UN inspectors arrive in Iran for crunch nuclear talks

February 20, 2012 | Middle East, Politics & Social Unrest

IAEA_Vienna_HQ

Senior U.N. inspectors arrived in Iran on Monday to push for transparency about its disputed nuclear program, a day after Tehran responded defiantly to tightened EU sanctions by halting oil sales to British and French companies.

Iran denies Western allegations that it is covertly seeking the means to build nuclear weapons and has again vowed no nuclear retreat in recent weeks, but also voiced willingness to resume negotiations with world powers without preconditions.

The five-member team from the International Atomic Energy Agency, led by its global inspectorate chief Herman Nackaerts, planned two days of meetings in another effort to extract answers from Iran regarding intelligence suggesting its declared civilian nuclear program is a facade for developing bombs.

- THE DATA:
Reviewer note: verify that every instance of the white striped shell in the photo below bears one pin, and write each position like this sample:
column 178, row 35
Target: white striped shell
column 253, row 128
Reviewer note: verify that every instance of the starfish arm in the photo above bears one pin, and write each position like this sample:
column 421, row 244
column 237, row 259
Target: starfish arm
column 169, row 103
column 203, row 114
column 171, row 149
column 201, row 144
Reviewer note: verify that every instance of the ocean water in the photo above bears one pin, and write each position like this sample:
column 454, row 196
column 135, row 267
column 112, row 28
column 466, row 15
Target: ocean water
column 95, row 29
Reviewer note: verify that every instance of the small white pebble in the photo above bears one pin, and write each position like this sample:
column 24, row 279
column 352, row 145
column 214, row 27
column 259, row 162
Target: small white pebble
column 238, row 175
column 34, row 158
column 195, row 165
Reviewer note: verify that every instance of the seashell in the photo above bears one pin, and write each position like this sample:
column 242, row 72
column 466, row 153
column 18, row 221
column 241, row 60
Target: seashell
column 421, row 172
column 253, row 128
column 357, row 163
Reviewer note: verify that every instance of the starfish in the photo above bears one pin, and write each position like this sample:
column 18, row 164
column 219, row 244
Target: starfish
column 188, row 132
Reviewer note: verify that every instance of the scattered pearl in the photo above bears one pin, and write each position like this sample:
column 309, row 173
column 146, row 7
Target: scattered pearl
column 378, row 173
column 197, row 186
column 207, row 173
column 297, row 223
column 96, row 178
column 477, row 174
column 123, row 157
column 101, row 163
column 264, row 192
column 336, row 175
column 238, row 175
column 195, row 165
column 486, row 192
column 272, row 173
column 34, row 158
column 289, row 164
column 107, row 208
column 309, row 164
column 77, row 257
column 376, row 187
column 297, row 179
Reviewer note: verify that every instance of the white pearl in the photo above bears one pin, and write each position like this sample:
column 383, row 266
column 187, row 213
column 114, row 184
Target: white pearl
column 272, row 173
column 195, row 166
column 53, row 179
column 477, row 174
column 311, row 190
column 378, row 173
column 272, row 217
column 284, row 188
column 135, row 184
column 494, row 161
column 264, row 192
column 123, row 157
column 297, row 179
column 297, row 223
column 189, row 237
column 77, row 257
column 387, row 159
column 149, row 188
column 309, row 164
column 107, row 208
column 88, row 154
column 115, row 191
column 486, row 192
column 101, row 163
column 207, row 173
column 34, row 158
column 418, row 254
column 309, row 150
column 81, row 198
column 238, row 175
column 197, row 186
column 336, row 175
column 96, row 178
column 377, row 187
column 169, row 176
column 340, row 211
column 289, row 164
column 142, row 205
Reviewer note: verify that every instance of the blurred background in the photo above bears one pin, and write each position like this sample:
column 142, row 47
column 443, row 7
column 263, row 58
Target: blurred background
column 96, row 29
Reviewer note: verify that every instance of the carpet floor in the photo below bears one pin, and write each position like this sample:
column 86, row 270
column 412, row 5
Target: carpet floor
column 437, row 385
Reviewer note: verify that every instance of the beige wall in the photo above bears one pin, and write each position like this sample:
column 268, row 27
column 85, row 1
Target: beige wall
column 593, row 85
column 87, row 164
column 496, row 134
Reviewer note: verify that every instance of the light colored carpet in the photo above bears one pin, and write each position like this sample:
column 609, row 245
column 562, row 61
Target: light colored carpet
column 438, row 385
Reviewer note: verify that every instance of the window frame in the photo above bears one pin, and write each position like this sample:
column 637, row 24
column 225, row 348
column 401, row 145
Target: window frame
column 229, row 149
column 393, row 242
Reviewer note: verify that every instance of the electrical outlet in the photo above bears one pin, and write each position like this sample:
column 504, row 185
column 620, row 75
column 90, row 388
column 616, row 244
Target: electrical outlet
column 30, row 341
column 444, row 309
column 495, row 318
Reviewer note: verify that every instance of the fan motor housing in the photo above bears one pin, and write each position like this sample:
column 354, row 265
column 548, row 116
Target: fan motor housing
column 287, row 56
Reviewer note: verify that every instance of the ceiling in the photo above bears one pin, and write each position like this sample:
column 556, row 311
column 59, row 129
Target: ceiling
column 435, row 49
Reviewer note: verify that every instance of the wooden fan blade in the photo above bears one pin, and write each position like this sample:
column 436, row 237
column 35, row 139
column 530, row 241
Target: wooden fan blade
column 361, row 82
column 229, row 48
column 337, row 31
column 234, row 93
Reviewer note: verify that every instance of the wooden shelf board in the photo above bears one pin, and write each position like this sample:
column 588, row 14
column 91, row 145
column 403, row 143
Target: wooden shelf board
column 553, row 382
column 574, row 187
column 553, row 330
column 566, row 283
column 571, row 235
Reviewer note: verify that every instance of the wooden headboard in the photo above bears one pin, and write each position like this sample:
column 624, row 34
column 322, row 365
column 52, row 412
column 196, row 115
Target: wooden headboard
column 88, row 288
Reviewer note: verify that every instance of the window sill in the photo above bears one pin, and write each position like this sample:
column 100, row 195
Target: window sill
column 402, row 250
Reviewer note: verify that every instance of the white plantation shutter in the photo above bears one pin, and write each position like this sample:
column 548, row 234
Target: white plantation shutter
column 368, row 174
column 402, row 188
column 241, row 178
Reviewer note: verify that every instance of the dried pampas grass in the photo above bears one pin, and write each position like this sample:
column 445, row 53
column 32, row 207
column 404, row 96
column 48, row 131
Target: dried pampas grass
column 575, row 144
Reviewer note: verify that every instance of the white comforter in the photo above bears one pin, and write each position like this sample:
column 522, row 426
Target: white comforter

- TASK INSTRUCTIONS:
1. Edit the article on the UN inspectors in Iran between "February 20, 2012" and "powers without preconditions.", inclusive, replacing "sanctions" with "penalties".
2. Pick up the article on the UN inspectors in Iran after its final sentence and carry it forward.

- ACTIVITY ANSWERS:
1.
February 20, 2012 | Middle East, Politics & Social Unrest

IAEA_Vienna_HQ

Senior U.N. inspectors arrived in Iran on Monday to push for transparency about its disputed nuclear program, a day after Tehran responded defiantly to tightened EU penalties by halting oil sales to British and French companies.

Iran denies Western allegations that it is covertly seeking the means to build nuclear weapons and has again vowed no nuclear retreat in recent weeks, but also voiced willingness to resume negotiations with world powers without preconditions.

2.
Nackaerts said on departure from Vienna that he wanted “concrete results” from the talks. His delegation was expected to seek, among other things, to question Iranian nuclear scientists and visit the Parchin military base believed to have been used for high-explosive tests relevant to nuclear warheads.

But Foreign Minister Ali Akbar Salehi dampened speculation about such visits when he told the student news agency ISNA that the IAEA officials would not be going to any nuclear sites. “No. Their work has just begun,” Salehi said.